• **Provided data**:

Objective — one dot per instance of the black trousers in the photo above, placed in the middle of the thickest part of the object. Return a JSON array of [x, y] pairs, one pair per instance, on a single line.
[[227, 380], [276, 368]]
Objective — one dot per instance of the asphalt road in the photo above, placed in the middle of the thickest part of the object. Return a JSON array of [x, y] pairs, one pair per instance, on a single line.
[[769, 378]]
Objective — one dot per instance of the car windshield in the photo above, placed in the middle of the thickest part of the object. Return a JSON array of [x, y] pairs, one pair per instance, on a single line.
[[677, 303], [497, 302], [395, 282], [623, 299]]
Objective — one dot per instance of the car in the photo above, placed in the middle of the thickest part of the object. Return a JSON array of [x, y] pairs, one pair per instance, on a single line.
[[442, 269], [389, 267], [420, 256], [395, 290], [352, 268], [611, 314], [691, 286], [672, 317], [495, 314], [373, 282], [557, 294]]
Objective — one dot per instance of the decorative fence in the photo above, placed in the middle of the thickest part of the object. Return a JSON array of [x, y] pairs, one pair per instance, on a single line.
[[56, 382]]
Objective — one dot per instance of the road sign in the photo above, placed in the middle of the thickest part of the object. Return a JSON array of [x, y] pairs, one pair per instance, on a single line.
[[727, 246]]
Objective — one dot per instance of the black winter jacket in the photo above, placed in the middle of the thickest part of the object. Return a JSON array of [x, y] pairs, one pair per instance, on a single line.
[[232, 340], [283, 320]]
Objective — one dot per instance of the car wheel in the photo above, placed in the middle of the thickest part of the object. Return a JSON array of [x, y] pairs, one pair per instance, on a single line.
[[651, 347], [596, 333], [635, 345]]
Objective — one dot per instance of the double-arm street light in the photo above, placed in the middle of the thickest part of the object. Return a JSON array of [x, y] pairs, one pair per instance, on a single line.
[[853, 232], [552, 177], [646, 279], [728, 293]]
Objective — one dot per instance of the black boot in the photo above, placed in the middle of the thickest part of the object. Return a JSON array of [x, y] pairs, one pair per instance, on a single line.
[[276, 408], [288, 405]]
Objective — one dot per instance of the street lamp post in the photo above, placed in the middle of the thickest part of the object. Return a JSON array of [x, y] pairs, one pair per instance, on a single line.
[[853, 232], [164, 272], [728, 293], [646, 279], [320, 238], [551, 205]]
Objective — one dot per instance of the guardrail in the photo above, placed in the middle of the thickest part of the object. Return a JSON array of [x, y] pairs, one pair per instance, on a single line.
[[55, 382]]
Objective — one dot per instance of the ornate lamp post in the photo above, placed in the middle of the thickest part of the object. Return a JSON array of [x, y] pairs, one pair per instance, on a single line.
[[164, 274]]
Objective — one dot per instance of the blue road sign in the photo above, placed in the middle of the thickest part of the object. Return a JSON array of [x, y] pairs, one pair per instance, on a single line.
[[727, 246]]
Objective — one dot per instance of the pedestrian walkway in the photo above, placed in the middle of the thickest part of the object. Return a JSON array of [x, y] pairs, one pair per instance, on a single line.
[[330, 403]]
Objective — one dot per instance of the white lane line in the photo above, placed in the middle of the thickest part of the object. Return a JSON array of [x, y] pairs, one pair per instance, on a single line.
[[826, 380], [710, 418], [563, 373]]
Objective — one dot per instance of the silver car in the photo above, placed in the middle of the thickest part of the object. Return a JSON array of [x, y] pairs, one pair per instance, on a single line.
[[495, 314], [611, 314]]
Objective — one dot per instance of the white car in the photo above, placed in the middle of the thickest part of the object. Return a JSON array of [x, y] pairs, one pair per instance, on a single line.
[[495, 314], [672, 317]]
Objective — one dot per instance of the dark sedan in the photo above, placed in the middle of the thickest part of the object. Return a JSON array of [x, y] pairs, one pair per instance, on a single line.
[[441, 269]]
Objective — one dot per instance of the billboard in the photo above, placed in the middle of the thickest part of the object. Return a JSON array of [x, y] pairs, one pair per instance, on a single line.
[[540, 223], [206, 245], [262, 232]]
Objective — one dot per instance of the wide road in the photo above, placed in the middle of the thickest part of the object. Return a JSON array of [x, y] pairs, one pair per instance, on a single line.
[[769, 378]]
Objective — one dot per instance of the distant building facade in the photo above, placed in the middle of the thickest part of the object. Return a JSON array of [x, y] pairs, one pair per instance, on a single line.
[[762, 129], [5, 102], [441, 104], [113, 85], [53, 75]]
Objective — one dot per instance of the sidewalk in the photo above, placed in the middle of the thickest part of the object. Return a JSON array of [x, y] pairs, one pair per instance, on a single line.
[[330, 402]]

• **Aim**:
Rewrite every line of the data above, changing each "Objective" to "Goal" and keeping everything else the same.

• **Solution to the exercise**:
Goal — one dot per instance of the black trousers in the photo above, placed in the middle of the thickest part of the object. Return a JSON array of [x, y] pairs, one pair per instance, on a single line.
[[227, 380], [276, 368]]
Goal — one dot per instance of the asphalt road in the photo above, placed in the middle of the thickest part of the object. Return a JSON array of [x, y] pairs, one pair per instance, on a single line.
[[769, 378]]
Goal — one dot per instance of the car windshield in the photo above, placed in the middle of the thickest part of the object. Return a JSON array of [x, y] pairs, one pair per instance, on a single line.
[[677, 303], [497, 302], [395, 282], [623, 299]]
Goal — one dot per instance of the car in the photo above, placed in the middle of the thickest part of the object. Return a JSON array of [x, y] pairs, one pair per instance, on a single line.
[[442, 269], [389, 267], [420, 256], [395, 290], [352, 268], [611, 314], [691, 286], [672, 317], [495, 314], [373, 282], [557, 294]]
Goal — one dot per instance of the decorative fence in the photo above, placed in the middle of the thickest part of the object. Return a JSON array of [x, y] pairs, one pair per instance, on a single line.
[[56, 382]]
Goal — one dot per instance of the road sign in the photo above, placed in the middle of the thickest part of the object. Return a JSON array of [x, y] pairs, one pair per instance, on a single line.
[[727, 246]]
Goal — one dot per instance of the black winter jacket in the photo above, placed in the middle of the thickest part of the object. Return a JSON array of [x, y] pairs, one pair per instance, on a single line.
[[232, 340], [283, 320]]
Goal — one dot per instance of the car wheel in the photo above, placed in the middle of the thickest part of the object. Return a JSON array of [x, y] pairs, one pair per instance, on a single line.
[[651, 347], [596, 333], [635, 345]]
Goal — one dot per instance of the double-arm street light in the photo above, placed in the middle of the thickest part of the object. Return a JSON array of [x, y] pairs, one pair per instance, on a single line.
[[853, 232], [552, 177], [646, 279], [728, 293]]
Goal — one dot per instance of the black boot in the photo above, placed in the middle of the thickest part of the object. Return a JSON array of [x, y] pairs, one pair per instance, on a single line.
[[276, 408], [288, 405]]
Goal — one dot per instance of the street lamp post in the photo above, placed in the middle of the thickest part of the object. Return a JSON array of [x, y] pairs, one pair per instance, on a single line.
[[853, 232], [164, 272], [728, 293], [646, 279], [320, 238], [551, 205]]
Goal — one dot per instance of the guardrail in the photo above, placed in the middle of the thickest part of the object. Return a JSON array of [x, y] pairs, one pair per instance, on a single line.
[[55, 382]]
Goal — one dot per instance of the ornate lamp post in the photo above, placed in the middle of the thickest part of the object. Return a JSON array of [x, y] pairs, one pair per instance, on a single line.
[[164, 274]]
Goal — one dot per instance of the blue road sign in the photo above, placed in the middle of the thickest part of the object. Return a JSON array of [x, y] pairs, one pair per instance, on a single line.
[[727, 246]]
Goal — one dot per instance of the pedestrian walkway in the photo above, placed in the middle of the thickest part of the object. Return a JSON array of [x, y] pairs, one pair per instance, on a single line.
[[330, 403]]
Goal — one dot per instance of the white lane line in the photo above, placed in the middle of the thickest part of the object. Return a JSON array of [x, y] pairs, one pair per instance, on a single line.
[[826, 380], [710, 418], [563, 373]]
Goal — one dot per instance of the silver car in the photo above, placed in the middle of the thickest part of the object. Return a JSON array of [x, y] pairs, one pair per instance, on a single line.
[[495, 314], [611, 314]]
Goal — one dot per instance of the white car in the photo above, placed in the middle of the thickest part of the object. Return a JSON array of [x, y] pairs, one pair per instance, on a single line.
[[495, 314], [672, 317]]
Goal — one dot per instance of the dark sedan in the photo above, placed in the middle of the thickest part of the object. Return a JSON array of [x, y] pairs, one pair per instance, on a single line.
[[441, 269]]
Goal — one dot per instance of the billboard in the photo above, placed in the middle of the thickest part of the object. Return a JSON array of [x, y] pairs, one pair per instance, on a single line.
[[540, 223], [206, 245], [262, 232]]
Goal — one dot per instance of the wide road in the photo above, placed in the middle of the thickest part of the object. Return a JSON array of [x, y] pairs, one pair per instance, on a single line.
[[769, 378]]
Goal — one dot per instance of the distant building facade in the photo above, placed in the middle of the thickest part of the object. Return a JSON array of [x, y] pairs, one pair per instance, on a single line.
[[762, 129], [5, 102], [441, 104], [113, 85], [53, 75]]
Goal — one dot per instance of the sidewalk in the photo above, placed in the middle of the thickest part of the object. Return a JSON array of [x, y] pairs, one pair per instance, on a single line.
[[330, 402]]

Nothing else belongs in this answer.